Written instruction =>
Please sift the material below and copy out every line that contains the word "green". Treat uppercase and lowercase as different.

Dataset records =>
+ + + + + + +

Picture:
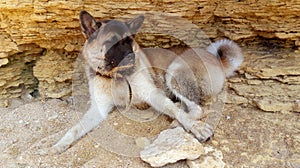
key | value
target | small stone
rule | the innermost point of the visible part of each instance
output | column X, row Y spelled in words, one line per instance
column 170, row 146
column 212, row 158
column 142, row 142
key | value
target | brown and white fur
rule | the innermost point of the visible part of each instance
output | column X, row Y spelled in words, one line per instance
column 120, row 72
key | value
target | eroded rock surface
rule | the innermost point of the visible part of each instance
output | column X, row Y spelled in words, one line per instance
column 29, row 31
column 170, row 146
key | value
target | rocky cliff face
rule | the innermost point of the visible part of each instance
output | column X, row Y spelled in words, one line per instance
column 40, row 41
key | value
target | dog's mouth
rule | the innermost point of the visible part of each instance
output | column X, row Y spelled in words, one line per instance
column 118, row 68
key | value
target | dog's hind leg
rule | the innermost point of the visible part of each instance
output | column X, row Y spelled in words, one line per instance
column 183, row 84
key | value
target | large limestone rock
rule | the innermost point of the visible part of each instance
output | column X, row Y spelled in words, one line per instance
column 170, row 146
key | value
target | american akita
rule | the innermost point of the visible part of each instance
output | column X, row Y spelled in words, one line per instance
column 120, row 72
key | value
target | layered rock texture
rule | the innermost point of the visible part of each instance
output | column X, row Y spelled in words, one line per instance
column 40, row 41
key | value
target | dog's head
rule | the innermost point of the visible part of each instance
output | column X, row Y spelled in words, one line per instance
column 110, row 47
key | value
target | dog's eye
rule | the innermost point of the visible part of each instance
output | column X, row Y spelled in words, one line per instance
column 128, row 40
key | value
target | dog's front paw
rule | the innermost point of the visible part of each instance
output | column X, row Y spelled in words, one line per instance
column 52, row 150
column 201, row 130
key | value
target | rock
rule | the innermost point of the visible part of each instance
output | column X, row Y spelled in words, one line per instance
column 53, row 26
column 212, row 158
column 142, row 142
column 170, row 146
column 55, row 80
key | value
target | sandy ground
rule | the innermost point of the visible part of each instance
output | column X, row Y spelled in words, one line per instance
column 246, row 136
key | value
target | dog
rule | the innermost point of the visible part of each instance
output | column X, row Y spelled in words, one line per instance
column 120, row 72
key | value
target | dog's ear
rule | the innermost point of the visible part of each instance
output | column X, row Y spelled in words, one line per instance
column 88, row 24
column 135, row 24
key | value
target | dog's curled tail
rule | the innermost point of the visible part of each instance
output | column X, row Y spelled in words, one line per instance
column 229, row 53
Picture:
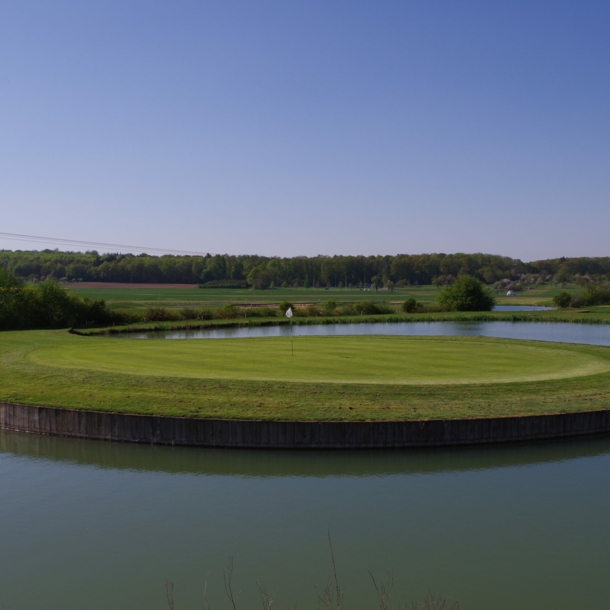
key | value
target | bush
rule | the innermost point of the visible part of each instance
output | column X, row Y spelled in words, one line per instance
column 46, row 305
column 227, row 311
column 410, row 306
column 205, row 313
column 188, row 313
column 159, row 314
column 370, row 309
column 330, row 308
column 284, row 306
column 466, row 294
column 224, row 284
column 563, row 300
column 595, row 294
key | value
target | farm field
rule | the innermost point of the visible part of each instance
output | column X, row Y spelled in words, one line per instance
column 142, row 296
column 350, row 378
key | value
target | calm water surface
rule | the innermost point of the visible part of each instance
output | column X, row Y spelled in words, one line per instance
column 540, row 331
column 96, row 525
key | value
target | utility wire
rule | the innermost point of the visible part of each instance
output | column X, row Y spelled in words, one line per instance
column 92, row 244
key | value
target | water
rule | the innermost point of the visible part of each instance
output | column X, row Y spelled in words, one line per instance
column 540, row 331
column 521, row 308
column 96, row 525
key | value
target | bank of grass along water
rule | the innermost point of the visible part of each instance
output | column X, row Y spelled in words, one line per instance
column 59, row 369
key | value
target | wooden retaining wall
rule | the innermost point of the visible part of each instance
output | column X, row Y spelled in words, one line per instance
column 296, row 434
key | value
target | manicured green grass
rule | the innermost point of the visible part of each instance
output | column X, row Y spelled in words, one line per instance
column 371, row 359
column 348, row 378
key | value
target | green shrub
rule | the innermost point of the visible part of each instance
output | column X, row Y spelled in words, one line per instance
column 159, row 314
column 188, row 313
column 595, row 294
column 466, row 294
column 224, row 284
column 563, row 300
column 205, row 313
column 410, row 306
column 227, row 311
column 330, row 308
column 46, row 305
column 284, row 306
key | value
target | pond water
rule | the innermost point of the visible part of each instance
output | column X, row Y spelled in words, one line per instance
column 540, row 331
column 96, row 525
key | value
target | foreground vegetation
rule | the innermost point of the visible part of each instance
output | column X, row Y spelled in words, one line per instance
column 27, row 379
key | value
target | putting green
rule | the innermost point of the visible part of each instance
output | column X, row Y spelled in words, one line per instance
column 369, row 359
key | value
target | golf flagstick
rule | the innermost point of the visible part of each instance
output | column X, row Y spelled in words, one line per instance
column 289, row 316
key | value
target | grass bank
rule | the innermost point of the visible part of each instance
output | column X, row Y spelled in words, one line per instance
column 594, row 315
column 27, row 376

+ + + + + + +

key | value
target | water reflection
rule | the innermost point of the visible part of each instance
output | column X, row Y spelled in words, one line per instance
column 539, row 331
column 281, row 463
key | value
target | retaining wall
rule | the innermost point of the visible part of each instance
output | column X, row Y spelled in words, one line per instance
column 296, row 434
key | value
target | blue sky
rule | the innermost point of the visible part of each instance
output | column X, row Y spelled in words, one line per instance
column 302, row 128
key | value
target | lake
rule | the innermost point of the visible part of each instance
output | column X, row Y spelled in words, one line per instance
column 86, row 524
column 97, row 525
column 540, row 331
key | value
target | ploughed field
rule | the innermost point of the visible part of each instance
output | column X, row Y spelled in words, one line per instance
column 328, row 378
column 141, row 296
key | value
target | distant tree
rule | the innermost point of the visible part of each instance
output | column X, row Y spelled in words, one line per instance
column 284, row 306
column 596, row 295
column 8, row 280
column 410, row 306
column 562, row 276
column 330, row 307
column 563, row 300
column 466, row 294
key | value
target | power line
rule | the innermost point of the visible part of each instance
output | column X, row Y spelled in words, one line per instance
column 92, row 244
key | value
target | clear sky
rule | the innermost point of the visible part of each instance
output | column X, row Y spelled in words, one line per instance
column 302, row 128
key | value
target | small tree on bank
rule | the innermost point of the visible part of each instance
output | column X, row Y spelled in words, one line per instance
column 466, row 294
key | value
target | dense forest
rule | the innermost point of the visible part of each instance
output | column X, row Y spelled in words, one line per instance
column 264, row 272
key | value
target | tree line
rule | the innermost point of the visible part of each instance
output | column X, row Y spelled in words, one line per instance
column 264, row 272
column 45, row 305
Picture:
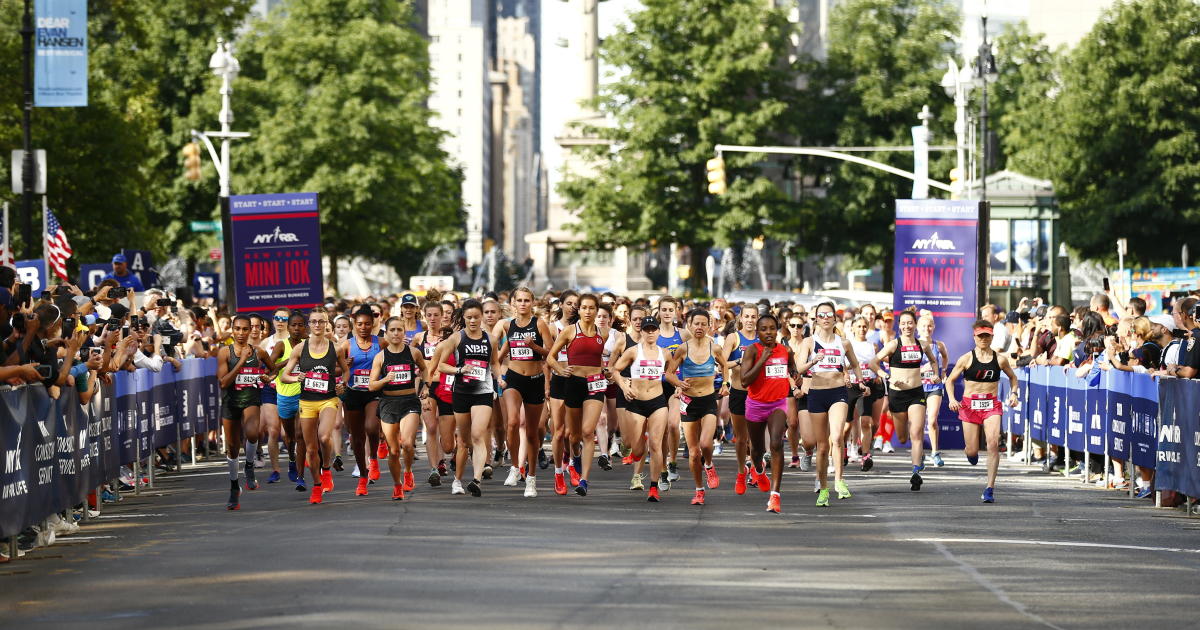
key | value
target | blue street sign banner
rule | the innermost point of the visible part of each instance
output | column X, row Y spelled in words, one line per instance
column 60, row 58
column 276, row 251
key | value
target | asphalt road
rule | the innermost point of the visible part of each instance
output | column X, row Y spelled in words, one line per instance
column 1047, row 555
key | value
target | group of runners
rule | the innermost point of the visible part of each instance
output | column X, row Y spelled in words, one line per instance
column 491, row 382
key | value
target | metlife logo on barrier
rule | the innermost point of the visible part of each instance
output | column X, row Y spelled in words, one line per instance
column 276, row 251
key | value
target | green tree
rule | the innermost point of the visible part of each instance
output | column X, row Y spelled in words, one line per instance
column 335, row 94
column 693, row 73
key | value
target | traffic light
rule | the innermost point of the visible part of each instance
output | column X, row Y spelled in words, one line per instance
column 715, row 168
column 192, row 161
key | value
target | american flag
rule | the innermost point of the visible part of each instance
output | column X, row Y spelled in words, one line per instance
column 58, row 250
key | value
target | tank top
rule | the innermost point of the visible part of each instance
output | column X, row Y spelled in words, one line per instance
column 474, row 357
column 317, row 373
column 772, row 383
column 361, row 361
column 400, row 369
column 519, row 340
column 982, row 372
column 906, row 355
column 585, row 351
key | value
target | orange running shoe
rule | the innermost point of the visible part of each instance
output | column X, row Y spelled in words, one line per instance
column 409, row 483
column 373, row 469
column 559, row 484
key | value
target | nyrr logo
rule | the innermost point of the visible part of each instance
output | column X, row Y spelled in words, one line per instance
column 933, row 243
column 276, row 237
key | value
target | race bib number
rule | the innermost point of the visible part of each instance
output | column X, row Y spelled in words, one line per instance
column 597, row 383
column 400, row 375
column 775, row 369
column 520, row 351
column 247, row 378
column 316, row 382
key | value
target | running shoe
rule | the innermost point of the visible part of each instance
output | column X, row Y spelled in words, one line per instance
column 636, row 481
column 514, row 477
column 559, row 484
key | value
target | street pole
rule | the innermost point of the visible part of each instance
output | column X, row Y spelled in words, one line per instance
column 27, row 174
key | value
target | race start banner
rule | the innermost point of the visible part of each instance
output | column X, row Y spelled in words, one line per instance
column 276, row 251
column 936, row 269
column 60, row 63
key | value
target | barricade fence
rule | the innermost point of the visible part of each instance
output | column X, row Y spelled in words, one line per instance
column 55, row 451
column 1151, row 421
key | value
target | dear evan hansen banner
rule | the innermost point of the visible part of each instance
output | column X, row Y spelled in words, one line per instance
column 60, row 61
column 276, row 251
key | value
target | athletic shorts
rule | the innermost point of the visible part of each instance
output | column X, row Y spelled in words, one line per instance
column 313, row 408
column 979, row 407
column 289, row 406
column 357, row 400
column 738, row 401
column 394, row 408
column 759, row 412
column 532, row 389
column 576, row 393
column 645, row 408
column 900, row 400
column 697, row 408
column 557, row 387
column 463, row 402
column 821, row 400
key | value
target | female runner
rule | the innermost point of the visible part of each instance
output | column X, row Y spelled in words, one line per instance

+ + + + + + +

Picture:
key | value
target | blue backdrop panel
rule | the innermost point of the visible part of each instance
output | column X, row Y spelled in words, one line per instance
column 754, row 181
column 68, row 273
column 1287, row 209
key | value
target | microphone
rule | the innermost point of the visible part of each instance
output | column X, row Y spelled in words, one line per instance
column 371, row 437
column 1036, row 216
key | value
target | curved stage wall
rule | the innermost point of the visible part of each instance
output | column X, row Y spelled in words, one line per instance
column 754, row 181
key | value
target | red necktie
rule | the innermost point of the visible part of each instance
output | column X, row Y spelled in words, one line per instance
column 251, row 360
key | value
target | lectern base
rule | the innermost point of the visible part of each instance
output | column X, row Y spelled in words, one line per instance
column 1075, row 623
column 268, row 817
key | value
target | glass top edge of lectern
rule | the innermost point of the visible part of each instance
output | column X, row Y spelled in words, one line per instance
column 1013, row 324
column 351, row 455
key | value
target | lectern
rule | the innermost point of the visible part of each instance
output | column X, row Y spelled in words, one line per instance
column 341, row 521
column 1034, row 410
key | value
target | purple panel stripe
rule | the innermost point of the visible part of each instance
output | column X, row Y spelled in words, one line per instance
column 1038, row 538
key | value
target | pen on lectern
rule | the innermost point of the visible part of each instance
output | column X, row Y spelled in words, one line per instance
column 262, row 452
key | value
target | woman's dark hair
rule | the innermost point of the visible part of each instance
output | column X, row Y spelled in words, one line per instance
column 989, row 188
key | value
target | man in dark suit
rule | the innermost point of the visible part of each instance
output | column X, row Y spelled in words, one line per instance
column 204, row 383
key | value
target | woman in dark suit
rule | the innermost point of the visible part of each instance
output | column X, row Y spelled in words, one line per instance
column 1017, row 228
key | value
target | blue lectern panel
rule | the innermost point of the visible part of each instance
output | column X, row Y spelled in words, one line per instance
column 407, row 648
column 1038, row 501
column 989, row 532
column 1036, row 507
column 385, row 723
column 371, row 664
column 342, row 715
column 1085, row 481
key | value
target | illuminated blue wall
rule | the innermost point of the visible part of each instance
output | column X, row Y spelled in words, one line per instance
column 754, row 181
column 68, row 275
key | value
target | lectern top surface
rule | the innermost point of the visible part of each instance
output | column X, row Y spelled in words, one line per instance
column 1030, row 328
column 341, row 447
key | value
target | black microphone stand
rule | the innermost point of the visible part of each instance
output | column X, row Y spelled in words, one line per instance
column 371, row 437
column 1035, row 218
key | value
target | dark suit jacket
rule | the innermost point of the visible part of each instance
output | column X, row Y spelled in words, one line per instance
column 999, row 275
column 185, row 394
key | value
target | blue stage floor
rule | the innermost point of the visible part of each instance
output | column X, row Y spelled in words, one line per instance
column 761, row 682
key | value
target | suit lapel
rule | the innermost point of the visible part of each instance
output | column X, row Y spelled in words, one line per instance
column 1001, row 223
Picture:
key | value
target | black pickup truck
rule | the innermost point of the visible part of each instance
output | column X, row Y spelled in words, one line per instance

+ + + + + + +

Result =>
target | manicured green grass
target | green shrub
target | putting green
target | green tree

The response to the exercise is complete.